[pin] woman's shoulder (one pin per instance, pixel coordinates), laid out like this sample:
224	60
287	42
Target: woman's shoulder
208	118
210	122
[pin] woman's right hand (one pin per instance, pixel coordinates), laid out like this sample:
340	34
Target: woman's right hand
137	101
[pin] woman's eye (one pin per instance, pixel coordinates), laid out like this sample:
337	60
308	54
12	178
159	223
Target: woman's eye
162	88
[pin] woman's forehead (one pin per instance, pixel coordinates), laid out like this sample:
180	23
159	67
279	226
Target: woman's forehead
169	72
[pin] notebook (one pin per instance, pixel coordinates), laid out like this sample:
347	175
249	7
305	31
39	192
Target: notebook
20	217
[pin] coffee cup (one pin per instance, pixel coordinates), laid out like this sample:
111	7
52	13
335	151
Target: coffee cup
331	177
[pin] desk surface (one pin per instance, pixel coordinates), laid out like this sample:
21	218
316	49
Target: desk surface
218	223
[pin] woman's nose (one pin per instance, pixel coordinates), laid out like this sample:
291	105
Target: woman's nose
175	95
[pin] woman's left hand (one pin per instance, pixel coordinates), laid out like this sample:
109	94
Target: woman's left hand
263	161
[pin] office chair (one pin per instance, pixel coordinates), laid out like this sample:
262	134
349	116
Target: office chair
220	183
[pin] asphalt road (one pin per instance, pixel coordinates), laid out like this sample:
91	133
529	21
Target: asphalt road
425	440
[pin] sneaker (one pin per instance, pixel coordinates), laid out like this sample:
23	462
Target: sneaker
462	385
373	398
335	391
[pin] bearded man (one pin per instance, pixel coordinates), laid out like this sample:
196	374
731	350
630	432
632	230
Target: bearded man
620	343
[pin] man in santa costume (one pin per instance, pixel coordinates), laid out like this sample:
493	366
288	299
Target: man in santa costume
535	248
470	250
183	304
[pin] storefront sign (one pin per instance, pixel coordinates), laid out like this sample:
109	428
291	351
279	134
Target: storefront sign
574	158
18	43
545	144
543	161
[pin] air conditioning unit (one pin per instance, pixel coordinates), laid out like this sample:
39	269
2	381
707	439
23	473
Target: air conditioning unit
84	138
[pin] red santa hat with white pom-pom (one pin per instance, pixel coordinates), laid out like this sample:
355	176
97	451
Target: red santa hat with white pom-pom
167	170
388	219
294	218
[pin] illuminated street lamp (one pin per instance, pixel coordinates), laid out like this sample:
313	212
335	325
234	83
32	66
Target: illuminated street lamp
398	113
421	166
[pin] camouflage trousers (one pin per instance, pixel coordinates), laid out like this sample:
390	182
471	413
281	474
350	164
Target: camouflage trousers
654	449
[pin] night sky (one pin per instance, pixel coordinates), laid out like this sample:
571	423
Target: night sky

=-=-=-=-=

- What to work on
Extract the full listing and reproduce each line exactly.

- The completed task
[pin] woman's shoulder (one pin per instance, pixel coordinates), laid out like this sample:
224	60
287	42
Target: woman's shoulder
208	118
210	122
[pin] woman's right hand (one pin per instance, pixel coordinates), laid out like this sample:
340	34
Target: woman's right hand
137	101
[pin] woman's eye (one pin per instance, pixel coordinates), laid out like this sample:
337	60
308	54
12	178
159	223
Target: woman's eye
162	88
[pin] woman's forehead (one pin per instance, pixel coordinates), laid out like this sample:
180	23
159	67
279	226
Target: woman's forehead
169	72
[pin] notebook (one pin per instance, pixel coordinates), laid out like this sample:
347	175
249	7
305	31
39	192
Target: notebook
20	217
[pin] coffee cup (one pin per instance, pixel coordinates), laid out like this sample:
111	7
52	13
335	151
Target: coffee cup
331	177
[pin] desk surface (one pin per instance, pixel coordinates), laid out like this sample:
21	218
316	49
Target: desk surface
218	223
[pin] woman's nose (one pin per instance, pixel coordinates), laid out like this sample:
291	105
Target: woman's nose
175	95
[pin] woman's left hand (one pin per instance, pixel coordinates), laid out like this sample:
109	94
Target: woman's left hand
263	161
[pin] office chair (one pin per instance, pixel coordinates), laid out like this sample:
262	134
349	116
Target: office chair
220	183
[pin] asphalt road (one pin per instance, pixel coordinates), laid out like this sample:
91	133
529	21
Target: asphalt road
425	440
[pin] sneaker (one pin per instance, pixel coordinates), laid out like this sample:
23	462
Target: sneaker
462	385
373	398
335	391
[pin] bearded man (one pin per instance, pixel coordinates), laid out like this sample:
196	374
731	350
630	432
632	230
Target: bearded man
620	343
[pin] man in santa costume (one pin per instance, pixel coordinates), laid out like this sample:
493	366
288	299
Target: man in santa costume
535	248
470	250
183	304
[pin] storefront sign (one pin per instance, pixel coordinates), laid out like this sample:
109	428
291	351
279	134
Target: storefront sign
574	158
18	43
545	144
543	161
[pin] air conditioning unit (one pin per instance, pixel coordinates), laid out like this sample:
39	269
2	381
707	439
23	473
Target: air conditioning unit
84	138
[pin] red santa hat with white pom-pom (one pin per instance, pixel coordinates), laid out like this sample:
355	176
97	451
Target: red santa hat with white pom-pom
167	170
388	219
294	218
[pin] illuminated street lamp (one pin per instance, pixel coordinates), laid out like this sample:
313	212
335	325
234	83
32	66
Target: illuminated street lamp
398	113
421	166
[pin] camouflage trousers (one pin per instance, pixel coordinates), laid out like this sample:
390	182
471	413
281	474
350	164
Target: camouflage trousers
654	449
[pin] night sky (one pin per instance, pixel coordinates), laid out like this sample:
571	423
Target: night sky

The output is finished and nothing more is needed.